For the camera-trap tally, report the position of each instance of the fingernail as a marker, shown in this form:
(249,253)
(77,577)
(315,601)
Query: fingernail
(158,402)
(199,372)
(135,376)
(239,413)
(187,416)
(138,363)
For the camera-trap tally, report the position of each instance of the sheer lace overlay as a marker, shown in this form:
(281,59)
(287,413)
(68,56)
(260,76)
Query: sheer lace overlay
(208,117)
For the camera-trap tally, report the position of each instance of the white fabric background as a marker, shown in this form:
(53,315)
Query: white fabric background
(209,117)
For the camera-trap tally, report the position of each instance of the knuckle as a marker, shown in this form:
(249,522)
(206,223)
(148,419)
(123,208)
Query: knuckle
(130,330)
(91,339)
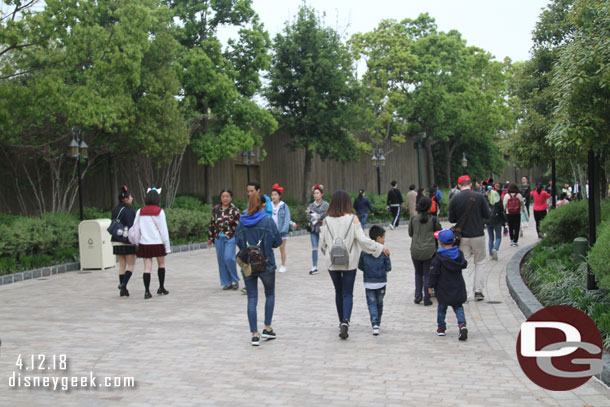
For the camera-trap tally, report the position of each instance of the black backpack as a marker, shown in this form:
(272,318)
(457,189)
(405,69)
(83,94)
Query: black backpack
(253,255)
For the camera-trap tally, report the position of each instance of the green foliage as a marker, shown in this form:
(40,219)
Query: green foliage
(555,279)
(598,256)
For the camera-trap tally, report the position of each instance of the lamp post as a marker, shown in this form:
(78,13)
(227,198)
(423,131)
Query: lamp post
(378,160)
(464,162)
(78,150)
(248,157)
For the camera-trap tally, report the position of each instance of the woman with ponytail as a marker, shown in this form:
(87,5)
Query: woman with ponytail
(125,251)
(540,206)
(423,247)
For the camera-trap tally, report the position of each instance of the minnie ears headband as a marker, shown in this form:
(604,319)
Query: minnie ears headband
(278,188)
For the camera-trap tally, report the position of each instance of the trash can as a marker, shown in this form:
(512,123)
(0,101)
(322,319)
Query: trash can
(94,244)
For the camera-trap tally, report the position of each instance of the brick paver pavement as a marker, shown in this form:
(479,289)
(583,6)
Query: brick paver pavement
(192,347)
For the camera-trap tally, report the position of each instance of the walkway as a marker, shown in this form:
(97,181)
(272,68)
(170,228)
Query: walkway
(192,347)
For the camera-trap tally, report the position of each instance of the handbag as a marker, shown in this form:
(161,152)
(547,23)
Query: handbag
(134,233)
(116,229)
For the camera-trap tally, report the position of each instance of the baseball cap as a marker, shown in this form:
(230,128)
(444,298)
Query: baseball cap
(463,179)
(445,236)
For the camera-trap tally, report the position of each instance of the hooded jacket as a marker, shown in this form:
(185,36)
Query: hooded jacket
(251,228)
(446,276)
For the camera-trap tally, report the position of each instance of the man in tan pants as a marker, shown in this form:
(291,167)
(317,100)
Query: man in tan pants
(469,211)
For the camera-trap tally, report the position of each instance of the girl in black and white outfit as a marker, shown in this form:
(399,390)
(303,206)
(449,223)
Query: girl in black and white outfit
(154,239)
(125,251)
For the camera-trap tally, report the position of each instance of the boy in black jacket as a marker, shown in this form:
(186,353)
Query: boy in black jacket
(447,282)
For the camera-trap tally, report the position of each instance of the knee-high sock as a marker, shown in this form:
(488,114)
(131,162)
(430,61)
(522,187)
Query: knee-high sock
(146,278)
(161,274)
(126,278)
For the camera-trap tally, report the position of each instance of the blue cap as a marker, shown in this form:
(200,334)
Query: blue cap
(445,236)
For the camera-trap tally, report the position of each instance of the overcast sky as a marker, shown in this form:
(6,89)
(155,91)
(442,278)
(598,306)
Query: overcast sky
(501,27)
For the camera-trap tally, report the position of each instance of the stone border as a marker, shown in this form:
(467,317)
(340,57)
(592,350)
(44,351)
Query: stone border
(529,304)
(63,268)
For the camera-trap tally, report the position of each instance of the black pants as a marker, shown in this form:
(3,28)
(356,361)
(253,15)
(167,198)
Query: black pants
(538,216)
(395,210)
(514,223)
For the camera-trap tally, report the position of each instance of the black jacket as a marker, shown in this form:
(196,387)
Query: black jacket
(127,217)
(446,279)
(478,216)
(394,197)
━━━━━━━━━━
Give back, exactly as written, the lines from the one with "instance of the boy" to the last line.

For the camera-trap tally, report the position of each instance of the boy in black jacket as a marker, shown in this form:
(186,353)
Query: boy in black jacket
(447,282)
For the camera-trap tally, report the position of each instance of the knee-high sock as a marker, shown in this form:
(488,114)
(131,162)
(430,61)
(522,187)
Query: knee-high sock
(146,278)
(161,274)
(126,278)
For the camera-trap tally, report the position of each instance of the blue cap as a marker, shown in this form:
(200,334)
Query: blue cap
(445,236)
For the camera-trap tally, report the position of each instance of the overcast sky as a marker, shown in this form:
(6,89)
(155,91)
(442,278)
(598,306)
Query: overcast sky
(501,27)
For the camera-trap tally, report the position of each instance of the stone border as a marker, shown in this form:
(467,317)
(340,57)
(592,350)
(44,351)
Query: stone border
(529,304)
(63,268)
For the camera-trap tally, report the position of each instance of the black pants as a marker, shown in this form:
(3,28)
(356,361)
(253,15)
(167,198)
Query: black pants
(538,216)
(395,210)
(514,223)
For the camera-trap tally, report the position of each instance of the black jacket as a marker, shown in this form:
(196,387)
Query: black jacket
(127,217)
(446,279)
(478,216)
(394,197)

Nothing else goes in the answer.